Source data
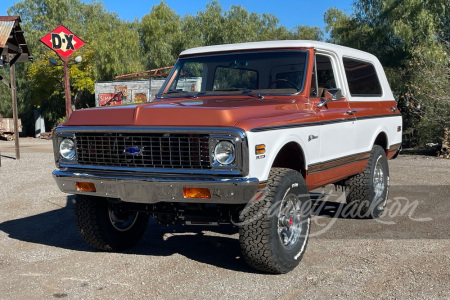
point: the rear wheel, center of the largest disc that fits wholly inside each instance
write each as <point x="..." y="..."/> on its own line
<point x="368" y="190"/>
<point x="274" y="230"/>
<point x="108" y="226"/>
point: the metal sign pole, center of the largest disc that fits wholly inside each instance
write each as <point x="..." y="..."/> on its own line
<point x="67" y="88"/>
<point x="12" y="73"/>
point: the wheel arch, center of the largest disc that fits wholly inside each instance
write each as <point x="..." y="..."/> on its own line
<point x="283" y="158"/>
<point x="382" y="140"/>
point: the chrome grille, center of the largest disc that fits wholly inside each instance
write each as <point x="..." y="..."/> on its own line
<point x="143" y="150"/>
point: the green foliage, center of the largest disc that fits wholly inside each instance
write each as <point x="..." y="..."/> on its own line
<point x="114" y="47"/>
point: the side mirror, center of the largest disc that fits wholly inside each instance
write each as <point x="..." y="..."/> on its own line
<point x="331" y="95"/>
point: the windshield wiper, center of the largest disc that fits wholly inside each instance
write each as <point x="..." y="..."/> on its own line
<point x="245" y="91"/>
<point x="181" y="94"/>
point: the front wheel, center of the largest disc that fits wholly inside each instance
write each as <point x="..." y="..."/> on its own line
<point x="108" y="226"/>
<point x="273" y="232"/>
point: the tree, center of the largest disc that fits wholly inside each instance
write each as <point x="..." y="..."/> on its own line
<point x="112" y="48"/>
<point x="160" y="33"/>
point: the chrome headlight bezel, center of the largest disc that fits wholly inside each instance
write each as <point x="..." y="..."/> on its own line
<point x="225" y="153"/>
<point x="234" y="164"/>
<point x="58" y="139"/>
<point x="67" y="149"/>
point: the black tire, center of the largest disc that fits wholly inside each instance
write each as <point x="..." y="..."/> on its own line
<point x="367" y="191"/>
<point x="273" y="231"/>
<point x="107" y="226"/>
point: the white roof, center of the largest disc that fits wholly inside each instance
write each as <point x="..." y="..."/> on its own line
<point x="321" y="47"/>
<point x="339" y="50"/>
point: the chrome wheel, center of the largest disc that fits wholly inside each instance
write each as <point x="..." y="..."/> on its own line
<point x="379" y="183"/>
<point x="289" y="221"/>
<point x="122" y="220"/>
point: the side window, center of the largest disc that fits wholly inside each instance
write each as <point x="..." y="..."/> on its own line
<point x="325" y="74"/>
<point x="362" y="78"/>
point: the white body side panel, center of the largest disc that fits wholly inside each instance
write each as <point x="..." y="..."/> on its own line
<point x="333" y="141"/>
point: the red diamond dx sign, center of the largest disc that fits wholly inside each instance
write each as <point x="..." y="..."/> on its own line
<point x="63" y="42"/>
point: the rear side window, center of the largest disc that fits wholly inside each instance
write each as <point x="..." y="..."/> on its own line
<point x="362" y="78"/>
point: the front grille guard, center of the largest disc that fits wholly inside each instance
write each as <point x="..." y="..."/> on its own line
--
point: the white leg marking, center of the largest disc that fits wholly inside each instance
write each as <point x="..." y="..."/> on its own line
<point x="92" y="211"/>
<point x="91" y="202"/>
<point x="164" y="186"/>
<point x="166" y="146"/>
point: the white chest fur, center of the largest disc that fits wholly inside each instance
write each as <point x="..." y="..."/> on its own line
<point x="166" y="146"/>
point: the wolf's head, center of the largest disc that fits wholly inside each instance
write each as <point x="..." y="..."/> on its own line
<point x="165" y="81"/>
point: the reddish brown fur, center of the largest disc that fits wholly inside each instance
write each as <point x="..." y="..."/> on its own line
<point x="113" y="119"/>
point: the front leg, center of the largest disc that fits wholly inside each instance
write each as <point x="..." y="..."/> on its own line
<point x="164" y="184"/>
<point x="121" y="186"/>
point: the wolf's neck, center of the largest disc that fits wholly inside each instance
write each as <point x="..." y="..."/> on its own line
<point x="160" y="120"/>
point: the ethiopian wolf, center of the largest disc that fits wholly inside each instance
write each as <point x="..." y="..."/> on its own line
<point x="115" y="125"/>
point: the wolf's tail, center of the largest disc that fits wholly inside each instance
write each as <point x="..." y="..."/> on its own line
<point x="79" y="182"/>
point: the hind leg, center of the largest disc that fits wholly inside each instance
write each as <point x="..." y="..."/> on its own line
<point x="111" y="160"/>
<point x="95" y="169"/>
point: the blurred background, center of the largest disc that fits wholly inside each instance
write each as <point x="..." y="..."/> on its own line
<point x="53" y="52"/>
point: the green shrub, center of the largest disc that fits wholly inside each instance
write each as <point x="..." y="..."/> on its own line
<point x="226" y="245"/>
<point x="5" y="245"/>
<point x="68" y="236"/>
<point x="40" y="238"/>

What you are asked to do
Pull out every line of the records above that holds the word "rear", and copy each one.

Problem solution
point: the rear wheel, center of the largest disc that fits wholly inside each instance
point: the rear side window, center of the largest disc that fits wholly inside each instance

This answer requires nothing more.